* Source extract

Mah Sing rides the slowdown


Mah Sing’s Leong is not worried about completing his 48 property projects in the current subdued market

Having gone through three economic crises, including a stock-market meltdown in 1998, Mah Sing Group Bhd’s group managing director Tan Sri Leong Hoy Kum (pic) is hardly batting an eyelid in the current slow property market.

The only indication that he is doing any fire-fighting – if one can call it that – is that he is maintaining last year’s sales figure of RM3.43bil for 2015.

“Not less than RM3.43bil – (that’s the) minimum for this year,” he says.

This is impressive by any standards because 2014’s sales figure was the highest ever achieved by the company. Leong launched RM3.94bil worth of products and achieved RM3.43bil sales last year. Its unbilled sales total RM5.3bil.

The last few years have been good for the sector and Leong and his team are among the top beneficiaries.

There was a time in the not-too-distant past when there was this unspoken but clearly felt competitive spirit between Mah Sing and S P Setia Bhd. But the various issues which had dogged S P Setia has put paid to all that, and now Mah Sing, which started out as a plastics manufacturer, is holding pole position in the property sector, with 14 analysts tracking the counter.

S P Setia says it has unbilled domestic sales of RM5.4bil. Including the Battersea project in London and its overseas projects, unbilled sales total more than RM11bil. S P Setia’s sales for financial year 2014 was RM4.6bil and the company is maintaining this same target for its current financial year.

* Record set
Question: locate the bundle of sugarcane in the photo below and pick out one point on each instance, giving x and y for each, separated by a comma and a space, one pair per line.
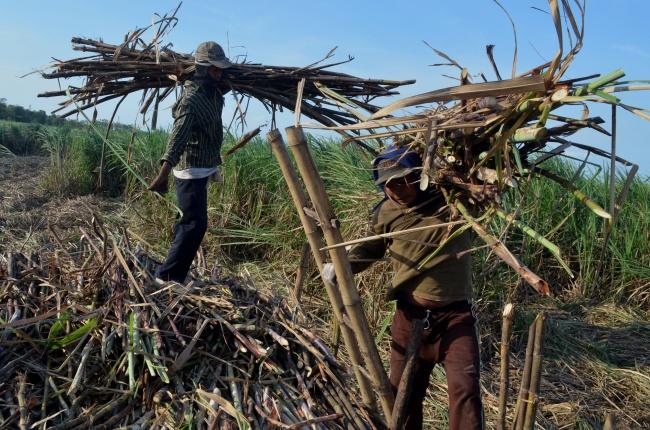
115, 71
482, 140
88, 341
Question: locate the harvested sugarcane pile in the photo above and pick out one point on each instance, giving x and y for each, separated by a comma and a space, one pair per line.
153, 68
482, 141
88, 341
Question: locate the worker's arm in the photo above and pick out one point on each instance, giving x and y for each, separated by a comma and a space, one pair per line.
364, 254
180, 135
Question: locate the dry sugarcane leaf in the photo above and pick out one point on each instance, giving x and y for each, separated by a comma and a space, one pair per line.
469, 91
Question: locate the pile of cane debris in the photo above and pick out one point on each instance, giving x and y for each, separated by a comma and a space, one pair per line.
88, 340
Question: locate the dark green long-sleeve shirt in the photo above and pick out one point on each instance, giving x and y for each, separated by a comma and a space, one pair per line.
447, 277
197, 133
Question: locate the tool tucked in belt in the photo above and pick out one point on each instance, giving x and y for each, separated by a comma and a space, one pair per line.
415, 311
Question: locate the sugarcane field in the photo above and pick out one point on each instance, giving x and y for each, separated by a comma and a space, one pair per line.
327, 215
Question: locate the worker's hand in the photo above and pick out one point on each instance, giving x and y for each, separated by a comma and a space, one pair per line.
161, 183
329, 274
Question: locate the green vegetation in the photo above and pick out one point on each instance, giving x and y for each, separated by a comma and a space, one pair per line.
596, 346
252, 216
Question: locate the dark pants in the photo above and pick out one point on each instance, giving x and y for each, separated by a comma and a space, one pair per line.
451, 340
189, 230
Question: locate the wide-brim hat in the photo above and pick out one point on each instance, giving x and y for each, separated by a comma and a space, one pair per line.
211, 54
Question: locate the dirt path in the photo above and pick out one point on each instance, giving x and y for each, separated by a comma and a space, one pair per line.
29, 212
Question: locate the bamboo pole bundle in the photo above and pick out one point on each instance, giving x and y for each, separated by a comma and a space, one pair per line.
526, 407
315, 240
348, 291
506, 328
88, 340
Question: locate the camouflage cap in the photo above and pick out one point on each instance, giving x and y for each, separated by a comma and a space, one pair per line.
211, 54
395, 163
392, 169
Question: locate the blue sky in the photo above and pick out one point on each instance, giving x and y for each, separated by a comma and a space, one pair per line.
385, 37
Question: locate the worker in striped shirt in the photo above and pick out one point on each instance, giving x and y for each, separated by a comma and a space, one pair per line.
193, 155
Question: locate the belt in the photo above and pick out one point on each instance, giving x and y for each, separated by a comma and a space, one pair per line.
414, 311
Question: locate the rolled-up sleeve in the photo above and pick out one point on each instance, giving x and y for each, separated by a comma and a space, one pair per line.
180, 135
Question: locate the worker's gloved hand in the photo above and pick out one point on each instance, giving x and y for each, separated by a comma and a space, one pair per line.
329, 275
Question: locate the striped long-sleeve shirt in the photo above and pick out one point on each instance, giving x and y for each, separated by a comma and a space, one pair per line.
197, 133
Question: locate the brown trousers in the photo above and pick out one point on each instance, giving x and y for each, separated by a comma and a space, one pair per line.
450, 340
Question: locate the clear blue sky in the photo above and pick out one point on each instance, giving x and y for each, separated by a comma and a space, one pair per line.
384, 36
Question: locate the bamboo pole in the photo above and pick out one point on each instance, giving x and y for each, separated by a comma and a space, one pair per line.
347, 288
536, 370
508, 313
406, 383
301, 273
315, 240
520, 407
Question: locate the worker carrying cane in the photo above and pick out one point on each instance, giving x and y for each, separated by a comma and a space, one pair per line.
439, 293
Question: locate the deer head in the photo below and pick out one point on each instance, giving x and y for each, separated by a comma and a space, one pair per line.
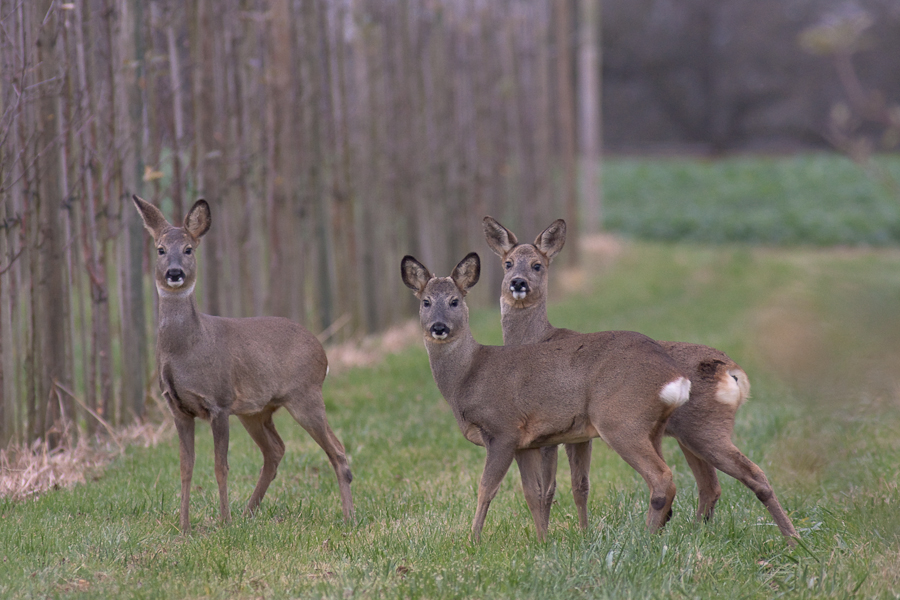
176, 262
442, 309
524, 265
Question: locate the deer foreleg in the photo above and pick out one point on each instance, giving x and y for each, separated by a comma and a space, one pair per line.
499, 458
531, 464
185, 428
548, 481
219, 423
262, 429
580, 465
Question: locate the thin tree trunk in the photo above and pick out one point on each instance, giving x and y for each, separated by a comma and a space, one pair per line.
566, 118
589, 113
130, 45
50, 289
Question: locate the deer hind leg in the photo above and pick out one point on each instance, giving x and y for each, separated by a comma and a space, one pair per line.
548, 465
642, 454
499, 458
732, 461
219, 423
262, 429
531, 464
185, 428
580, 465
309, 412
708, 488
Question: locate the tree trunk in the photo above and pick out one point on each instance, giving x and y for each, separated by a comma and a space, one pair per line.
589, 113
130, 46
50, 284
566, 118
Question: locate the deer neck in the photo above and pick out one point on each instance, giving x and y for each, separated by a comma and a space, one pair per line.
451, 363
179, 321
527, 325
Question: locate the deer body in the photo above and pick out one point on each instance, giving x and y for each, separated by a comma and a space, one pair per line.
620, 386
214, 367
702, 426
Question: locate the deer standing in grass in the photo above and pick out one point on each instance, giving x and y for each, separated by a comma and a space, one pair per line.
619, 385
703, 426
213, 367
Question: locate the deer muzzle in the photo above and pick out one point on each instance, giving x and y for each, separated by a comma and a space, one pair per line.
175, 277
440, 331
519, 288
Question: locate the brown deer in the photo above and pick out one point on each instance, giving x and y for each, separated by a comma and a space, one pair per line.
617, 385
703, 426
213, 367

* Written tasks
• 1. Reproduce the part of the Mah Sing article that opens with the words containing "The only indication" and closes with "the top beneficiaries.".
• 2. In the Mah Sing article, what kind of business did Mah Sing start out as?
The lines have no connection to the Mah Sing article.

* Exercise answers
• 1.
The only indication that he is doing any fire-fighting – if one can call it that – is that he is maintaining last year’s sales figure of RM3.43bil for 2015.

“Not less than RM3.43bil – (that’s the) minimum for this year,” he says.

This is impressive by any standards because 2014’s sales figure was the highest ever achieved by the company. Leong launched RM3.94bil worth of products and achieved RM3.43bil sales last year. Its unbilled sales total RM5.3bil.

The last few years have been good for the sector and Leong and his team are among the top beneficiaries.

• 2. A plastics manufacturer.